_PROBLEM TO SOLVE:_ Please report each line of the data below that contains "then".

TASK INPUT: Begin

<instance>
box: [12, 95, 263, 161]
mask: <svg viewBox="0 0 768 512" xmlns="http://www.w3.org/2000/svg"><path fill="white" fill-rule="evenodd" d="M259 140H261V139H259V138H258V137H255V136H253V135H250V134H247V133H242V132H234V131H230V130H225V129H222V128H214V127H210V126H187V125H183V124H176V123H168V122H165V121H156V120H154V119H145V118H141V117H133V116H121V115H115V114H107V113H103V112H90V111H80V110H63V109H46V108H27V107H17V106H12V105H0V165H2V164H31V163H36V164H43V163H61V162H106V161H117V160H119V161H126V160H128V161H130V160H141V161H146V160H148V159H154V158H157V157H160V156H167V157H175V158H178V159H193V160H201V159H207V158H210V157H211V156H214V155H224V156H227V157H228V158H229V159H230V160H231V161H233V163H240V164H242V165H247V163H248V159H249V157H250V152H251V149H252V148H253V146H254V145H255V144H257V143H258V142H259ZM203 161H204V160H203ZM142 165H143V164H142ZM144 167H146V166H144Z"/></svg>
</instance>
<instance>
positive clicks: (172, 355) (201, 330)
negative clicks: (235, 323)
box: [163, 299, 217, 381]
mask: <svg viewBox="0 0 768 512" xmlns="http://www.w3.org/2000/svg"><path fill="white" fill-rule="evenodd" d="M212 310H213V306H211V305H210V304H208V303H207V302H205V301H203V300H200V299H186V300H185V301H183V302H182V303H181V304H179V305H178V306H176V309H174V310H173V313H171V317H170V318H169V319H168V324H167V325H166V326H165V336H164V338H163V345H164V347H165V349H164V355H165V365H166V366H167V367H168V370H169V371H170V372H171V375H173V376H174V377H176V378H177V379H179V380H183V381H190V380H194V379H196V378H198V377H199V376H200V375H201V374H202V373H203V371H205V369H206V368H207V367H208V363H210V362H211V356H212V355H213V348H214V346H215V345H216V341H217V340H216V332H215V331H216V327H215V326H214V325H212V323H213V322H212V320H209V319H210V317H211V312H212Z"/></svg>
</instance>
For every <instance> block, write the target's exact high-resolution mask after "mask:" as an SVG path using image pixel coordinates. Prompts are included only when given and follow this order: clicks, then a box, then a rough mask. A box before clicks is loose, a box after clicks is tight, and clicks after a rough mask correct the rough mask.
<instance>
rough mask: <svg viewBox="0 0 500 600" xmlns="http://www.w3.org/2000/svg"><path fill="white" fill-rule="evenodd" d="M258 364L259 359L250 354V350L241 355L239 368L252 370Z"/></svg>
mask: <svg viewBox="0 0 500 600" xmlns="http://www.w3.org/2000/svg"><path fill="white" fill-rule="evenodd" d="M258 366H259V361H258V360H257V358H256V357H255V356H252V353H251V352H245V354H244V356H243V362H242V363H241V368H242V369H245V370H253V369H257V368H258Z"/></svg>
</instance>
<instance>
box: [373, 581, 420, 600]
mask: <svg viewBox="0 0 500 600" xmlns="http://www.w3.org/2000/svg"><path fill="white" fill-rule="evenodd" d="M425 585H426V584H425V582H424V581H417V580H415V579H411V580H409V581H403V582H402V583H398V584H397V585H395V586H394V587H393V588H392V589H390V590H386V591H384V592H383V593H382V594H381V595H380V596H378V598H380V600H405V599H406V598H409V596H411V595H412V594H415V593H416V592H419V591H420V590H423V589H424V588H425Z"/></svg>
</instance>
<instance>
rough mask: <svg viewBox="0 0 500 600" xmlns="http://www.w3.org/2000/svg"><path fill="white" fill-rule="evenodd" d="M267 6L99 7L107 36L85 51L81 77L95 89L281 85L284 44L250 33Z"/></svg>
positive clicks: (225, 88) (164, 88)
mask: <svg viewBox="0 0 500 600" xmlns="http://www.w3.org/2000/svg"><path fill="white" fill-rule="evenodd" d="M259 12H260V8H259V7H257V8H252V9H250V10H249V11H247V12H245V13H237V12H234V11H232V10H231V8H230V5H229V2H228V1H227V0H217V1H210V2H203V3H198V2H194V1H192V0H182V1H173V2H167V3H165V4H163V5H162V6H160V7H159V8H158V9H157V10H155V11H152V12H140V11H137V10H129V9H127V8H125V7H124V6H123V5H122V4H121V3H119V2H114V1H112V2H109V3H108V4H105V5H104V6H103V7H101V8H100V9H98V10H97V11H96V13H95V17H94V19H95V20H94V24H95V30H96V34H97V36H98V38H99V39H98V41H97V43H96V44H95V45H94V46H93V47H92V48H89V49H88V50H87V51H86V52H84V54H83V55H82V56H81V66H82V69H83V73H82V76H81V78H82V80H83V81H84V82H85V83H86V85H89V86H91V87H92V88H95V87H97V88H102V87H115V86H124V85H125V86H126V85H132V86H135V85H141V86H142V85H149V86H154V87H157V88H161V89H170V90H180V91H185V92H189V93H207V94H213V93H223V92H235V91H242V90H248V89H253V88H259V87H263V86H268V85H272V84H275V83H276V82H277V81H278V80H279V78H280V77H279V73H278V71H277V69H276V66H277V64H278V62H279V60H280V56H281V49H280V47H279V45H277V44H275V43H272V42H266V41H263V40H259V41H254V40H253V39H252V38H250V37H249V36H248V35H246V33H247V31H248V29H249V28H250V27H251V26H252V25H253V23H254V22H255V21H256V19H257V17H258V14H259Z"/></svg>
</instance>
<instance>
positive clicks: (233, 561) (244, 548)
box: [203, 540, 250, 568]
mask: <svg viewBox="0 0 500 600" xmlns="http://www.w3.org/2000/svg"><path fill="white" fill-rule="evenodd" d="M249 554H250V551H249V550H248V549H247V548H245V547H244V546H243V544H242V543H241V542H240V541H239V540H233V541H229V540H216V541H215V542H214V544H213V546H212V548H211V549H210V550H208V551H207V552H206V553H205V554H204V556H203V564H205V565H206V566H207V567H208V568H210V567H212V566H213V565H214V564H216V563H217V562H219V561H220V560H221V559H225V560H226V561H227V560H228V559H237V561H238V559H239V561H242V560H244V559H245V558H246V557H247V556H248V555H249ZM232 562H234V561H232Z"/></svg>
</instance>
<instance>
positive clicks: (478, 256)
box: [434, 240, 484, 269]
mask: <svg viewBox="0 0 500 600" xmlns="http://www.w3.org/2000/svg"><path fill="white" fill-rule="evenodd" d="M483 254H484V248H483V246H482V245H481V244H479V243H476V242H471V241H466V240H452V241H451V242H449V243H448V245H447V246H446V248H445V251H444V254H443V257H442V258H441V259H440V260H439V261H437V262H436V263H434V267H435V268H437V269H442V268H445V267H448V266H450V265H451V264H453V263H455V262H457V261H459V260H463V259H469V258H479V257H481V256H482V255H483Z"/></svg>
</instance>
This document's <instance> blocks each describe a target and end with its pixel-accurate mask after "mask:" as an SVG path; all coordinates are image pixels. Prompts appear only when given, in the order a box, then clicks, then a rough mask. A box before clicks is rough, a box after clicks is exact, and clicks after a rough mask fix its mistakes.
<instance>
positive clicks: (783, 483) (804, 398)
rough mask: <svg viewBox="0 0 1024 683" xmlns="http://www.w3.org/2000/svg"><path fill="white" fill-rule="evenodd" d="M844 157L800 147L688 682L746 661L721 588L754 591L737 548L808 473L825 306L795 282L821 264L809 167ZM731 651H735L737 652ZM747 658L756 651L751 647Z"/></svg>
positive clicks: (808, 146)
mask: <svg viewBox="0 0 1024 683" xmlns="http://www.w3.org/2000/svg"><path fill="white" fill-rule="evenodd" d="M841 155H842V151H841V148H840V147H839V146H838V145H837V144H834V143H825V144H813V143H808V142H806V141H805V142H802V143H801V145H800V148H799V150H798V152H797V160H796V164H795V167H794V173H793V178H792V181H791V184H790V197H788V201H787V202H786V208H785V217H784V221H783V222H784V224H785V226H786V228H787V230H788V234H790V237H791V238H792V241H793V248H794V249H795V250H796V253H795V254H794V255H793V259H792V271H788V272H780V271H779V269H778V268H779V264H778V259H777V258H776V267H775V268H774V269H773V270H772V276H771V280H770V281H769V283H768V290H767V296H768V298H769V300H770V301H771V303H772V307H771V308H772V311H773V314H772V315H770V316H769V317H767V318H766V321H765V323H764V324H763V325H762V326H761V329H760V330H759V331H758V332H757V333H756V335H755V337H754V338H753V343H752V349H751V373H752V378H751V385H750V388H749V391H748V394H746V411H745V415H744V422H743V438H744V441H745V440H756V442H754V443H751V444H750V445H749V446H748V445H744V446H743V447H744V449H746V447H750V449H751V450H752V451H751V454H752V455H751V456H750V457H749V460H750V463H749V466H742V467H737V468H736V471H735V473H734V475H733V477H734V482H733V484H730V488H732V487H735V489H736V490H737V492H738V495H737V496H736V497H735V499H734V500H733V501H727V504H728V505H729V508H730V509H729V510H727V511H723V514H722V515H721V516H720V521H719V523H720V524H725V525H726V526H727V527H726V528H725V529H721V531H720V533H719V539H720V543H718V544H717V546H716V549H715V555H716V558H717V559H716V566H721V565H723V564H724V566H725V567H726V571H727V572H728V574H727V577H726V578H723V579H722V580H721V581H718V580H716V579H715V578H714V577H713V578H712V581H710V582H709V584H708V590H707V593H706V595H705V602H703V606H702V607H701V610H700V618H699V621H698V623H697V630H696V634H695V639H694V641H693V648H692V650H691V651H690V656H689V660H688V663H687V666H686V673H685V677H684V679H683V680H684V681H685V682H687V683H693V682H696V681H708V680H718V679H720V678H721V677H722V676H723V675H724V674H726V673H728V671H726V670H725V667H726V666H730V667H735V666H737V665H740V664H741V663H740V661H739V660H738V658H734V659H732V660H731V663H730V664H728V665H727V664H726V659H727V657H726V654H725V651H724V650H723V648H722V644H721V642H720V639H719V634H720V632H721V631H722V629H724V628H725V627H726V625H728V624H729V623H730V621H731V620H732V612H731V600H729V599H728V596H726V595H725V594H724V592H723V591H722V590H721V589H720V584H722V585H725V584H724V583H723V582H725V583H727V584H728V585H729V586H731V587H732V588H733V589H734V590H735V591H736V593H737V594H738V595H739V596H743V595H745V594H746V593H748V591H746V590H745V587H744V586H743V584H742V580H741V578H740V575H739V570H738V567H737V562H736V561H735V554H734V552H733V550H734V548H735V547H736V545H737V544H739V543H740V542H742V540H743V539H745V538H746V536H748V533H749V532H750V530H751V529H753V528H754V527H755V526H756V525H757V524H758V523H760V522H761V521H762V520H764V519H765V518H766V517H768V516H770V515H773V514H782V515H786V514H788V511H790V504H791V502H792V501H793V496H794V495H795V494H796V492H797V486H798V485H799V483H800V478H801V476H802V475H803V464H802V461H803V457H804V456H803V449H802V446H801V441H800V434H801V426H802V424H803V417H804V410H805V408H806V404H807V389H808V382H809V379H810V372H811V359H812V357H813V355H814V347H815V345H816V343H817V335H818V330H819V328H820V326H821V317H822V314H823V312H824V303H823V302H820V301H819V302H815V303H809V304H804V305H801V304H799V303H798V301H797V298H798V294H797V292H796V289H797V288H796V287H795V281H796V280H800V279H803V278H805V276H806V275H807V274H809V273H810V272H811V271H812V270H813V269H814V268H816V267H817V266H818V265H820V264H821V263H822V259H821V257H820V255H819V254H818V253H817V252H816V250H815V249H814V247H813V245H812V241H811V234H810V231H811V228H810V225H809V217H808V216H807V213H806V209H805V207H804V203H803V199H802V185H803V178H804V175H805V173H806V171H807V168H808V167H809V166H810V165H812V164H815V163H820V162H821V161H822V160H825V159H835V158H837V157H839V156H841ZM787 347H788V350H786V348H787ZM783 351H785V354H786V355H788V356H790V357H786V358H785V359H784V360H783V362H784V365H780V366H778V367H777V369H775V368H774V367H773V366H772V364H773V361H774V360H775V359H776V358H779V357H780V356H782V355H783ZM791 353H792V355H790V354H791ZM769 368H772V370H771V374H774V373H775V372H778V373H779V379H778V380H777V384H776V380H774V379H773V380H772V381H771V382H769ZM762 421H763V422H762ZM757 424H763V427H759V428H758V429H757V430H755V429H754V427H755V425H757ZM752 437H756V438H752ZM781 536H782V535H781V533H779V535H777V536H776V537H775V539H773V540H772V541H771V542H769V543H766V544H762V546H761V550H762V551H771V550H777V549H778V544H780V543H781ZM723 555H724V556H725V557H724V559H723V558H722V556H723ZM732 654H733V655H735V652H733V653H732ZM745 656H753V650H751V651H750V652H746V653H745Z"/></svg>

TASK INPUT: End

_YOUR SOLUTION:_
For every <instance> block, write the target's exact high-resolution mask after "mask:" as an SVG path using image pixel coordinates. Prompts are included only when given and follow this order: clicks, then a box, then a rough mask. A box before clicks is loose, a box after clicks is tight, and clicks after a rough mask correct the rough mask.
This document's <instance> blocks each describe a target and end with its pixel-accurate mask after "mask:" as an SVG path; all coordinates are image pixels. Prompts appear only when given, in the order a box, then clicks, then a rough mask. A box before clicks is rough, a box after clicks is exact, and clicks after a rough mask fix its mistakes.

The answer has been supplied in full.